• Extract:

# # # #

Is the best move always the 'perfect' move?
I will try to argue here that the "perfect" move is not always the "best" move. To make this case, I will first have to articulate the relevant distinctions and provide examples. These examples will serve as counter-examples and, so, as anomalies to the traditional theories and strategies on chess that presuppose that the perfect move is always the best move.
These thoughts can be considered as a response to the suggestion attributed to Steinitz that links the idea of perfect play as crucial to chess strategy. For more on this, see Kurt Godden's most recent blog on the subject and the ensuing comments below it.
The Perfect Play Conjecture is the idea that, if both sides play perfectly (from the beginning), then the outcome of a game will be a draw. In any given chess position, the game would be a forced win for one side or a forced draw. So even though Rybka might say (0.49) advantage for white, or a chess GM in a book might say "slight edge for white", the fact is that any and every chess position is actually either a forced win or a forced draw (even though, given our limited knowledge, we don't usually know which). The 'perfect' move is the one consistent with attaining the forced win (or draw).
What I am interested in here is the idea that chess theory and strategy have traditionally been geared towards this conception of perfect play with the unstated assumption that the best move for a human to make in any given position is the "perfect" move. But what if that's wrong? What if, sometimes at least, the best move is not the 'perfect' move? If the best move to make, at least sometimes, is not the 'perfect' move, and if a given chess theory and strategy always recommends (and is designed to endorse) only the 'perfect' move, then those theories and strategies must necessarily be inadequate to the extent to which they fail to endorse the best move on those occasions where the best move is not the perfect one.

# # # #

• Dataset entries:
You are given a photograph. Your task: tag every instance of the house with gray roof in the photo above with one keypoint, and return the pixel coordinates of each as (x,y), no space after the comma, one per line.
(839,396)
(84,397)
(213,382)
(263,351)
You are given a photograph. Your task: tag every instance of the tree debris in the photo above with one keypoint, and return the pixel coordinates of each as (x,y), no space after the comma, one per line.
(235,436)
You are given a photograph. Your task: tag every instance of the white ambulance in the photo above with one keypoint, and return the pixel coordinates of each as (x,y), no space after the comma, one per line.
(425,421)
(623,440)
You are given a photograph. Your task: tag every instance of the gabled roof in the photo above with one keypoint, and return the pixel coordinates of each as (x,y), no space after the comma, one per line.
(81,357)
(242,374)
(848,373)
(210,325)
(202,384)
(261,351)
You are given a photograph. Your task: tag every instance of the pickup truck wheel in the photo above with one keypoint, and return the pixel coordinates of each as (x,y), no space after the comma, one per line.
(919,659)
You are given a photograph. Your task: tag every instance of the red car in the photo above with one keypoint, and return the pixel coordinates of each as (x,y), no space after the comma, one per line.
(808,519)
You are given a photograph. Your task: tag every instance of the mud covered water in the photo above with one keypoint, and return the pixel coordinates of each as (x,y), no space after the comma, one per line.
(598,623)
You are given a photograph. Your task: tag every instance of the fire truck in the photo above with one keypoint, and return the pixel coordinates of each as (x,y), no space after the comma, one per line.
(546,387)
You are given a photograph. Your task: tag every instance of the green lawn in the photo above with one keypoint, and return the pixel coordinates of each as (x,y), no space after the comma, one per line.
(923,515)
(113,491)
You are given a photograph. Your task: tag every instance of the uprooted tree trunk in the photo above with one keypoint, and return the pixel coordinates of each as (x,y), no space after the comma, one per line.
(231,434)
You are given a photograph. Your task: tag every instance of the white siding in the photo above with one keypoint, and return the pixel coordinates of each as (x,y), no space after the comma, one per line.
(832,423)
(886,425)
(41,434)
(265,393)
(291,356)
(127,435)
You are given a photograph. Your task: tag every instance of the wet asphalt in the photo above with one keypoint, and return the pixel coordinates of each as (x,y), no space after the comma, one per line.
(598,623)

# # # #

• Problems to solve:
**1.** According to the chess post, why would a chess theory that always recommends only the "perfect" move be inadequate?
**2.** From the chess post, copy out the passage that begins with the words containing "Is the best" and ends with "comments below it.".

• Answers provided:
**1.** If the best move is sometimes not the "perfect" move, a theory built to endorse only the perfect move will fail to endorse the best move on those occasions. It is inadequate to the extent of those failures.

**2.**
Is the best move always the 'perfect' move?
I will try to argue here that the "perfect" move is not always the "best" move. To make this case, I will first have to articulate the relevant distinctions and provide examples. These examples will serve as counter-examples and, so, as anomalies to the traditional theories and strategies on chess that presuppose that the perfect move is always the best move.
These thoughts can be considered as a response to the suggestion attributed to Steinitz that links the idea of perfect play as crucial to chess strategy. For more on this, see Kurt Godden's most recent blog on the subject and the ensuing comments below it.